## SET EXERCISE A
Give every line of the records as a numbered list, skipping blank lines and leaving out the pictures. Include only the records, not the compressor text.
-- START DOCUMENT --
Multistage vane type rotary compressor

Abstract

A rotary vane compressor wherein the vane slots are used as compression chambers in a supplemental compression stage.

Description

The present invention relates to a vane type rotary compressor.

Often within the gas compression field, it is necessary to compress a gas in a plurality of separate stages. This is the case, for example, when a gas is to be compressed to an intermediate pressure, then treated in some way (for instance cooled) and then compressed to a final pressure.

One variety of compressor, the vane type compressor, is especially suitable for use in certain applications such as refrigeration systems. The present invention concerns a way of readily adapting the vane type compressor to multistage operation.

The present invention allows an extra stage of compression to be obtained from a vane type compressor without alteration of its principal structure by utilizing the change in volume of the vane slots behind the vanes to produce useful work. Such utilization has the additional advantage that the gas pressure behind the vanes continually forces them outward against the inner circumferential wall of the stator, thereby minimizing the phenomenon of vane jumping and promoting good sealing action.
-- END DOCUMENT --
## SET EXERCISE B
Quote the entire compressor text above word for word.
-- START INPUT RECORDS --
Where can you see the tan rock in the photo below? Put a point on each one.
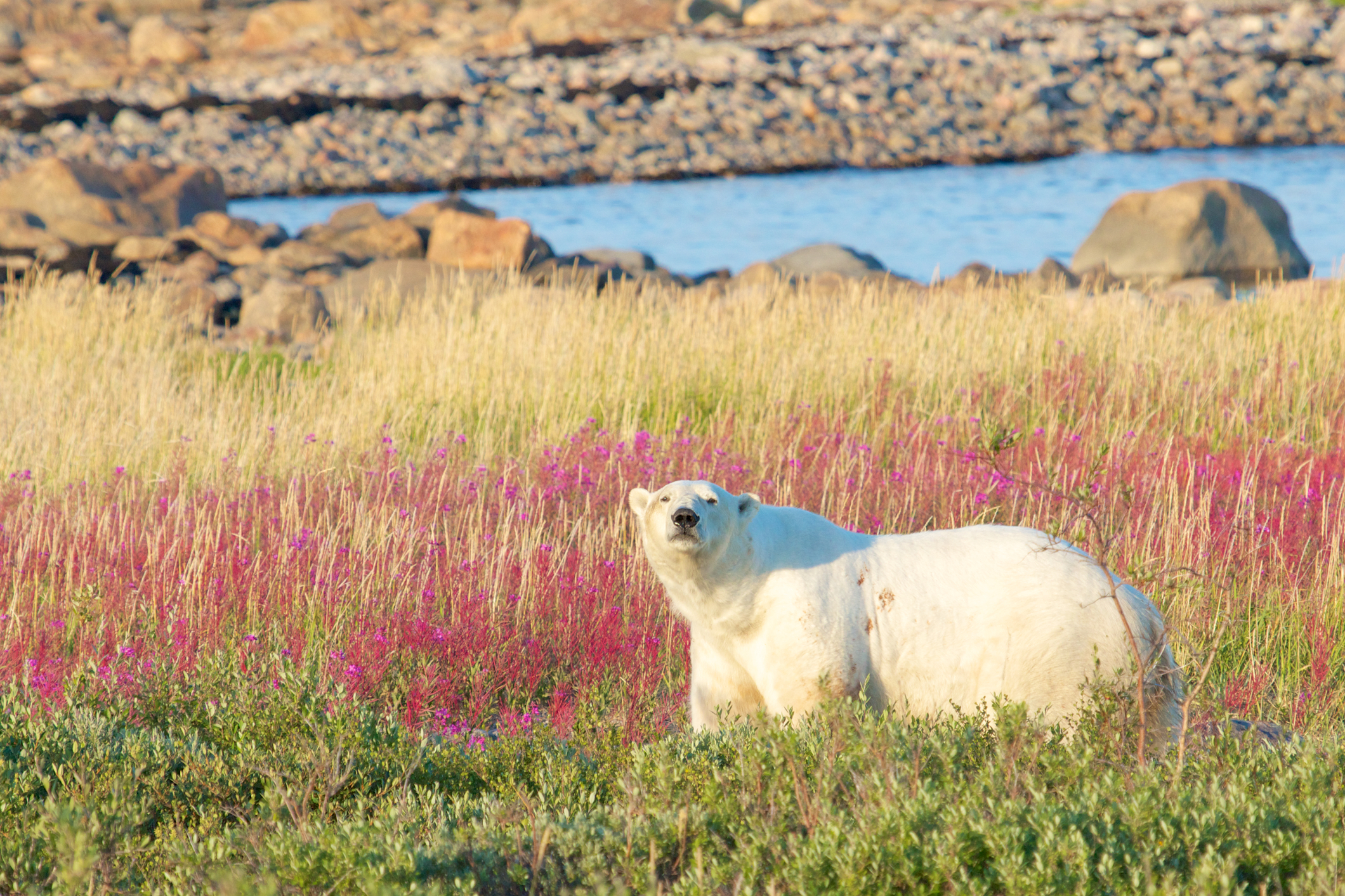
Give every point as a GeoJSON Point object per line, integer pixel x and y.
{"type": "Point", "coordinates": [423, 217]}
{"type": "Point", "coordinates": [185, 192]}
{"type": "Point", "coordinates": [285, 309]}
{"type": "Point", "coordinates": [760, 275]}
{"type": "Point", "coordinates": [298, 22]}
{"type": "Point", "coordinates": [54, 54]}
{"type": "Point", "coordinates": [299, 256]}
{"type": "Point", "coordinates": [154, 41]}
{"type": "Point", "coordinates": [131, 11]}
{"type": "Point", "coordinates": [79, 231]}
{"type": "Point", "coordinates": [245, 254]}
{"type": "Point", "coordinates": [1196, 290]}
{"type": "Point", "coordinates": [357, 216]}
{"type": "Point", "coordinates": [1202, 228]}
{"type": "Point", "coordinates": [558, 22]}
{"type": "Point", "coordinates": [353, 292]}
{"type": "Point", "coordinates": [143, 249]}
{"type": "Point", "coordinates": [385, 240]}
{"type": "Point", "coordinates": [783, 14]}
{"type": "Point", "coordinates": [75, 190]}
{"type": "Point", "coordinates": [230, 233]}
{"type": "Point", "coordinates": [1052, 275]}
{"type": "Point", "coordinates": [193, 305]}
{"type": "Point", "coordinates": [25, 230]}
{"type": "Point", "coordinates": [474, 242]}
-- END INPUT RECORDS --
## TASK RESULT A
1. Where can you see the tan rock in the photo below? Put a point on each one.
2. Give every point as a GeoJSON Point object per line, integer pixel x and y.
3. {"type": "Point", "coordinates": [423, 217]}
4. {"type": "Point", "coordinates": [185, 192]}
5. {"type": "Point", "coordinates": [285, 309]}
6. {"type": "Point", "coordinates": [760, 275]}
7. {"type": "Point", "coordinates": [298, 22]}
8. {"type": "Point", "coordinates": [54, 54]}
9. {"type": "Point", "coordinates": [299, 256]}
10. {"type": "Point", "coordinates": [154, 41]}
11. {"type": "Point", "coordinates": [131, 11]}
12. {"type": "Point", "coordinates": [79, 231]}
13. {"type": "Point", "coordinates": [245, 254]}
14. {"type": "Point", "coordinates": [1196, 290]}
15. {"type": "Point", "coordinates": [357, 216]}
16. {"type": "Point", "coordinates": [1202, 228]}
17. {"type": "Point", "coordinates": [558, 22]}
18. {"type": "Point", "coordinates": [353, 292]}
19. {"type": "Point", "coordinates": [143, 249]}
20. {"type": "Point", "coordinates": [385, 240]}
21. {"type": "Point", "coordinates": [783, 14]}
22. {"type": "Point", "coordinates": [75, 190]}
23. {"type": "Point", "coordinates": [230, 233]}
24. {"type": "Point", "coordinates": [1052, 275]}
25. {"type": "Point", "coordinates": [193, 305]}
26. {"type": "Point", "coordinates": [25, 230]}
27. {"type": "Point", "coordinates": [474, 242]}

## TASK RESULT B
Multistage vane type rotary compressor

Abstract

A rotary vane compressor wherein the vane slots are used as compression chambers in a supplemental compression stage.

Description

The present invention relates to a vane type rotary compressor.

Often within the gas compression field, it is necessary to compress a gas in a plurality of separate stages. This is the case, for example, when a gas is to be compressed to an intermediate pressure, then treated in some way (for instance cooled) and then compressed to a final pressure.

One variety of compressor, the vane type compressor, is especially suitable for use in certain applications such as refrigeration systems. The present invention concerns a way of readily adapting the vane type compressor to multistage operation.

The present invention allows an extra stage of compression to be obtained from a vane type compressor without alteration of its principal structure by utilizing the change in volume of the vane slots behind the vanes to produce useful work. Such utilization has the additional advantage that the gas pressure behind the vanes continually forces them outward against the inner circumferential wall of the stator, thereby minimizing the phenomenon of vane jumping and promoting good sealing action.